■ **Goal**
Filter the rows below, keeping every line that contains the string "dark" and copying each one unchanged. Case counts when matching.

■ **Input data**
□ □ □ □

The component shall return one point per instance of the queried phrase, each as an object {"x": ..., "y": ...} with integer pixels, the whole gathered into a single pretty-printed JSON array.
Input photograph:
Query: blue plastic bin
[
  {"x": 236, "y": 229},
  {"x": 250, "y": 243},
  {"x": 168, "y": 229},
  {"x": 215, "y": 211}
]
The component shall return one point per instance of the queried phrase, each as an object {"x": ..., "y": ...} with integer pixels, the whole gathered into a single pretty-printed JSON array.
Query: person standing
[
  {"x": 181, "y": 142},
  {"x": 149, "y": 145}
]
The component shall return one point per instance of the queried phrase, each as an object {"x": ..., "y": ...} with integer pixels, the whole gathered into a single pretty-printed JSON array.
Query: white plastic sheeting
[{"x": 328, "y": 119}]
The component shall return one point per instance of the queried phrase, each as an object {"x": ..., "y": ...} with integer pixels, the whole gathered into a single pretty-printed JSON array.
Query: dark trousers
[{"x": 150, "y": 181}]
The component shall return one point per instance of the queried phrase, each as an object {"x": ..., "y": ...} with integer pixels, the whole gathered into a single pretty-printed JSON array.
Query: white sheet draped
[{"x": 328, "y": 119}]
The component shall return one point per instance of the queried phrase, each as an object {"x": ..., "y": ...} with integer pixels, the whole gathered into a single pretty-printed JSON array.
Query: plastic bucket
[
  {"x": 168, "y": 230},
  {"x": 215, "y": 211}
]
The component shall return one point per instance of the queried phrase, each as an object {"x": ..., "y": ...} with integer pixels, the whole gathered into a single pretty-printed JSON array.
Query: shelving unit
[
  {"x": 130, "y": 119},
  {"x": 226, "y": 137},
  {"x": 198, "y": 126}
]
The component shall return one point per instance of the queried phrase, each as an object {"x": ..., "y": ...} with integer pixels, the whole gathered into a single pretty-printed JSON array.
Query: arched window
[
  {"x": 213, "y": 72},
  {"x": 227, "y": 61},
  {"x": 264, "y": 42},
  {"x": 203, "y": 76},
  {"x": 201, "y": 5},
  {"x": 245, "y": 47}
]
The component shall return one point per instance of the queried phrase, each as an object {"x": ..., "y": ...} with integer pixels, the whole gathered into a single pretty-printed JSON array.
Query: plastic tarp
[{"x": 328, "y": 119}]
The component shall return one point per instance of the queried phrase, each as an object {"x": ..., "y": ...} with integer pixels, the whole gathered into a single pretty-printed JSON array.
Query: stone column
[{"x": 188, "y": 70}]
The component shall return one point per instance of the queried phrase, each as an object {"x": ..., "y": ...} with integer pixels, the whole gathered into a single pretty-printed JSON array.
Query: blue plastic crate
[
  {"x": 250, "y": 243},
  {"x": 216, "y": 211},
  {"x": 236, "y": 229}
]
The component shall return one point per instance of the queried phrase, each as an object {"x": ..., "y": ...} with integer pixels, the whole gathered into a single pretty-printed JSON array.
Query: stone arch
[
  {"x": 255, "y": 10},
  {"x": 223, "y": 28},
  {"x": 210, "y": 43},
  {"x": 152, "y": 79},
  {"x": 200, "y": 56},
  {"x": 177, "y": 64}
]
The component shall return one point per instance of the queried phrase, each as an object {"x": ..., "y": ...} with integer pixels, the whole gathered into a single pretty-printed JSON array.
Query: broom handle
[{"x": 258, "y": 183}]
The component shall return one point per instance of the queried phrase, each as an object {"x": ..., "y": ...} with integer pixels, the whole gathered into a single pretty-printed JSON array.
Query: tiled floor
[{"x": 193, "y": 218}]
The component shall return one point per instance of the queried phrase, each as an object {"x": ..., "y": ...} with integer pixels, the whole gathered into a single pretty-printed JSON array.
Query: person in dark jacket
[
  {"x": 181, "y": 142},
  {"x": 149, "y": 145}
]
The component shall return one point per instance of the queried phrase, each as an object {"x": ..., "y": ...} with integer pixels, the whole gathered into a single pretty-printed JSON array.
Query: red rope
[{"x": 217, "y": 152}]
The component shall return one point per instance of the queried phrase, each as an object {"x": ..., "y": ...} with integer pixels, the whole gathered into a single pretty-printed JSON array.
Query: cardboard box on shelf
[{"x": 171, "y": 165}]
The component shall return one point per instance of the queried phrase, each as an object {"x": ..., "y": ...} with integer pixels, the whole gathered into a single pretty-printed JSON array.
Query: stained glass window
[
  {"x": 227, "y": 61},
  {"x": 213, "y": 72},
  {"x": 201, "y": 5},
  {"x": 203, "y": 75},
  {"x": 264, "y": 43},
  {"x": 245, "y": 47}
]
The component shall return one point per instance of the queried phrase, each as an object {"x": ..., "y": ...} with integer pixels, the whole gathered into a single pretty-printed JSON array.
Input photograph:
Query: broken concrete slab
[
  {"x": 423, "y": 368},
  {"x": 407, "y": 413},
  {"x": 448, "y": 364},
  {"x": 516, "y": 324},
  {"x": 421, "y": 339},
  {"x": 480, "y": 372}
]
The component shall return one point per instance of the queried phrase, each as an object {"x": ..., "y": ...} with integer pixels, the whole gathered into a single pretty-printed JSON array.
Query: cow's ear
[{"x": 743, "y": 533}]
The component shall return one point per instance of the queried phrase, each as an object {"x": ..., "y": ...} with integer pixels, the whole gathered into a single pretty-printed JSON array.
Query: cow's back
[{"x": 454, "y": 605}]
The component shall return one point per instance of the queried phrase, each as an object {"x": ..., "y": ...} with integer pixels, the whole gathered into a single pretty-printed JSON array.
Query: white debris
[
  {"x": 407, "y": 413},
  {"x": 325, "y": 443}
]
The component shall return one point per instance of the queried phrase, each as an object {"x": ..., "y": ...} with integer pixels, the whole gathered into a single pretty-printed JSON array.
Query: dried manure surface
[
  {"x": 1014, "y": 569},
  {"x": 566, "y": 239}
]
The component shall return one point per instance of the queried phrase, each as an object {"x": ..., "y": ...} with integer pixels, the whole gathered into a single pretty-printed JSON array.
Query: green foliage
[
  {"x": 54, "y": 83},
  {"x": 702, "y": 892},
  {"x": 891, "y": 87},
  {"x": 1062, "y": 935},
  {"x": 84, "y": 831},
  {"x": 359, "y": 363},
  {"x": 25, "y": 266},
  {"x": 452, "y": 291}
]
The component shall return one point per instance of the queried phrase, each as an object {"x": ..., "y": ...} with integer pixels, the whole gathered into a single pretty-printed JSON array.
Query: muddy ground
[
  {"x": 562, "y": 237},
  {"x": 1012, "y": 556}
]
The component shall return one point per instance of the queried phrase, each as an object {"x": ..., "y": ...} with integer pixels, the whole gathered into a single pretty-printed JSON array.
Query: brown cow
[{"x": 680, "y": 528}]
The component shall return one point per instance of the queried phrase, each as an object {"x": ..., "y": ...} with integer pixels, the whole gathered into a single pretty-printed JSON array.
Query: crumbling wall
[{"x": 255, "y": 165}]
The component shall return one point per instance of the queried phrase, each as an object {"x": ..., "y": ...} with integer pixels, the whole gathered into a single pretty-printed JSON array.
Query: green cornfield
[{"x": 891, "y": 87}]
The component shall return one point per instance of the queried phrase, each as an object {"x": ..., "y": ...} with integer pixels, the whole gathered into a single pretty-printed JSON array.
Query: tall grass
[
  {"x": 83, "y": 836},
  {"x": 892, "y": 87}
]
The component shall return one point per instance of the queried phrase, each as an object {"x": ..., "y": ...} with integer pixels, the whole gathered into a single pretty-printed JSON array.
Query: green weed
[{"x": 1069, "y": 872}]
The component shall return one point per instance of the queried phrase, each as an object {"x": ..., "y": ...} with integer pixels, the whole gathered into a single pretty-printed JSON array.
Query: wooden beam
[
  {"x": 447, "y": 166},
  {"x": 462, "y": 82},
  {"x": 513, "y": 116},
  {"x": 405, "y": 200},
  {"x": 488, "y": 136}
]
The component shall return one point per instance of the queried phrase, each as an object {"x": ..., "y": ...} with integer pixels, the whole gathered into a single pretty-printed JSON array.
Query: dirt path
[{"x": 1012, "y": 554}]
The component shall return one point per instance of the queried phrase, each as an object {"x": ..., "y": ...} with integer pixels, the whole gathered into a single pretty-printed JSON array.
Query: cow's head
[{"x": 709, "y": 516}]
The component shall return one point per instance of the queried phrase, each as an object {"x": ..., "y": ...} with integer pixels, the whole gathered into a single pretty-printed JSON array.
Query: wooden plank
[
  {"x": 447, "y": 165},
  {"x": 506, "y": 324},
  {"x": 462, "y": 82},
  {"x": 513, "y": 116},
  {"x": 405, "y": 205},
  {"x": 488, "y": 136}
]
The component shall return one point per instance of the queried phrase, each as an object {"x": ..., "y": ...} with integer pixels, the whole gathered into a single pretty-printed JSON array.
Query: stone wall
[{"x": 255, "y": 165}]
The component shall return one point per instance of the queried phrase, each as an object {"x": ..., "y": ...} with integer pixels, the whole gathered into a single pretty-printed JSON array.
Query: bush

□ □ □ □

■ **Complete answer**
Query: dark trousers
Query: person in dark jacket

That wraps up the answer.